Exercise: Exact repetition, pictures omitted: give every record below again.

***

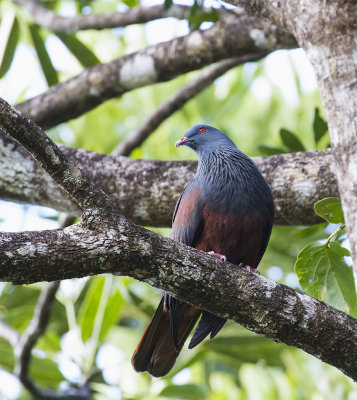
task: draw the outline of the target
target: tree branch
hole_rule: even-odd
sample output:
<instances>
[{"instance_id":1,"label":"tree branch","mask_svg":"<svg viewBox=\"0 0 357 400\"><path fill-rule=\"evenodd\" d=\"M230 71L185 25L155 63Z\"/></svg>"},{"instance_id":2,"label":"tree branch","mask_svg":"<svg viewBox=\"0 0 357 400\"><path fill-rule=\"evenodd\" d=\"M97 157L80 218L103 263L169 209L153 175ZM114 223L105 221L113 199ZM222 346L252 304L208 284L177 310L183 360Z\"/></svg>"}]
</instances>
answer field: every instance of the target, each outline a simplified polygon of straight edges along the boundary
<instances>
[{"instance_id":1,"label":"tree branch","mask_svg":"<svg viewBox=\"0 0 357 400\"><path fill-rule=\"evenodd\" d=\"M88 175L67 160L56 144L30 119L24 118L0 98L0 129L20 142L44 170L73 198L83 211L100 213L108 220L117 211L104 192L97 188ZM106 213L105 215L103 213ZM92 222L92 218L86 218Z\"/></svg>"},{"instance_id":2,"label":"tree branch","mask_svg":"<svg viewBox=\"0 0 357 400\"><path fill-rule=\"evenodd\" d=\"M173 4L166 9L164 5L151 7L134 7L126 12L113 12L107 14L76 15L63 17L45 7L37 0L13 0L14 3L25 9L36 24L53 32L75 33L87 29L118 28L132 24L141 24L160 18L185 19L188 17L190 7ZM207 9L202 10L207 12Z\"/></svg>"},{"instance_id":3,"label":"tree branch","mask_svg":"<svg viewBox=\"0 0 357 400\"><path fill-rule=\"evenodd\" d=\"M3 233L0 249L3 281L21 284L103 272L131 276L299 347L357 379L357 320L133 224L97 232L77 224L63 231Z\"/></svg>"},{"instance_id":4,"label":"tree branch","mask_svg":"<svg viewBox=\"0 0 357 400\"><path fill-rule=\"evenodd\" d=\"M260 59L263 55L264 53L257 54L256 57ZM229 58L207 67L197 79L183 86L174 96L162 104L139 129L124 138L111 154L114 156L128 156L136 147L140 146L166 118L179 110L184 104L209 86L215 79L223 75L229 69L243 64L247 60L254 61L253 58L254 57L250 55Z\"/></svg>"},{"instance_id":5,"label":"tree branch","mask_svg":"<svg viewBox=\"0 0 357 400\"><path fill-rule=\"evenodd\" d=\"M38 299L34 317L22 335L17 346L15 346L16 366L15 373L24 387L35 399L43 400L73 400L91 398L91 392L87 385L70 388L63 392L46 391L37 387L29 377L29 365L31 351L38 338L45 332L51 314L51 308L59 286L59 281L51 282L44 286Z\"/></svg>"},{"instance_id":6,"label":"tree branch","mask_svg":"<svg viewBox=\"0 0 357 400\"><path fill-rule=\"evenodd\" d=\"M291 2L285 0L282 2L271 0L225 0L229 4L237 6L239 10L244 9L250 15L258 18L265 18L273 24L280 26L283 29L291 27L291 19L286 17L286 13L291 7ZM311 5L311 3L310 3ZM310 14L310 13L309 13Z\"/></svg>"},{"instance_id":7,"label":"tree branch","mask_svg":"<svg viewBox=\"0 0 357 400\"><path fill-rule=\"evenodd\" d=\"M64 146L60 149L86 171L124 215L144 226L171 226L176 201L197 168L196 162L146 161ZM330 150L279 154L254 161L273 190L276 224L320 222L314 203L324 197L339 196ZM81 212L32 156L1 131L0 198L75 215Z\"/></svg>"},{"instance_id":8,"label":"tree branch","mask_svg":"<svg viewBox=\"0 0 357 400\"><path fill-rule=\"evenodd\" d=\"M204 31L147 47L106 64L95 65L16 108L47 129L76 118L127 91L170 80L213 62L295 47L295 40L270 23L230 16Z\"/></svg>"}]
</instances>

***

Exercise solution:
task: draw the outline of the target
target: tree branch
hole_rule: even-odd
sample output:
<instances>
[{"instance_id":1,"label":"tree branch","mask_svg":"<svg viewBox=\"0 0 357 400\"><path fill-rule=\"evenodd\" d=\"M230 71L185 25L155 63Z\"/></svg>"},{"instance_id":2,"label":"tree branch","mask_svg":"<svg viewBox=\"0 0 357 400\"><path fill-rule=\"evenodd\" d=\"M97 157L80 218L103 263L169 209L153 175ZM114 223L105 221L113 199ZM222 346L252 304L208 284L177 310L183 360Z\"/></svg>"}]
</instances>
answer field: every instance of the target, each outline a simplified polygon of straight edges along the boundary
<instances>
[{"instance_id":1,"label":"tree branch","mask_svg":"<svg viewBox=\"0 0 357 400\"><path fill-rule=\"evenodd\" d=\"M88 175L67 160L56 144L30 119L24 118L0 98L0 129L20 142L44 170L73 198L83 211L100 213L108 220L117 211L104 192L97 188ZM106 213L105 215L103 213ZM92 222L92 218L86 218Z\"/></svg>"},{"instance_id":2,"label":"tree branch","mask_svg":"<svg viewBox=\"0 0 357 400\"><path fill-rule=\"evenodd\" d=\"M173 4L166 9L164 5L151 7L134 7L126 12L113 12L107 14L76 15L63 17L45 7L37 0L13 0L14 3L25 9L36 24L53 32L75 33L87 29L118 28L132 24L141 24L160 18L185 19L188 17L190 7ZM207 9L202 10L207 12Z\"/></svg>"},{"instance_id":3,"label":"tree branch","mask_svg":"<svg viewBox=\"0 0 357 400\"><path fill-rule=\"evenodd\" d=\"M3 233L0 249L3 281L21 284L103 272L131 276L299 347L357 379L357 320L133 224L97 232L77 224L63 231Z\"/></svg>"},{"instance_id":4,"label":"tree branch","mask_svg":"<svg viewBox=\"0 0 357 400\"><path fill-rule=\"evenodd\" d=\"M260 59L263 55L264 53L257 54L256 57ZM229 58L207 67L197 79L183 86L174 96L162 104L139 129L124 138L111 154L114 156L128 156L136 147L140 146L166 118L179 110L184 104L209 86L215 79L223 75L229 69L243 64L247 60L254 61L253 58L254 57L250 55Z\"/></svg>"},{"instance_id":5,"label":"tree branch","mask_svg":"<svg viewBox=\"0 0 357 400\"><path fill-rule=\"evenodd\" d=\"M38 299L34 317L22 335L17 346L15 346L16 366L15 373L24 387L35 399L43 400L73 400L91 398L91 392L87 385L70 388L63 392L46 391L37 387L29 377L29 365L31 351L38 338L45 332L51 314L51 308L59 286L59 281L51 282L44 286Z\"/></svg>"},{"instance_id":6,"label":"tree branch","mask_svg":"<svg viewBox=\"0 0 357 400\"><path fill-rule=\"evenodd\" d=\"M291 2L285 0L282 2L271 0L225 0L229 4L237 6L239 10L244 9L250 15L258 18L265 18L273 24L280 26L283 29L291 27L291 19L286 17L286 13L291 7ZM311 5L311 3L310 3ZM310 14L310 13L309 13Z\"/></svg>"},{"instance_id":7,"label":"tree branch","mask_svg":"<svg viewBox=\"0 0 357 400\"><path fill-rule=\"evenodd\" d=\"M64 146L60 149L86 171L124 215L144 226L171 226L176 201L197 168L196 162L146 161ZM330 150L279 154L254 161L273 190L276 224L320 222L314 203L324 197L339 196ZM81 212L32 156L1 131L0 198L75 215Z\"/></svg>"},{"instance_id":8,"label":"tree branch","mask_svg":"<svg viewBox=\"0 0 357 400\"><path fill-rule=\"evenodd\" d=\"M204 31L147 47L106 64L95 65L16 108L47 129L76 118L127 91L170 80L213 62L295 47L295 40L270 23L230 16Z\"/></svg>"}]
</instances>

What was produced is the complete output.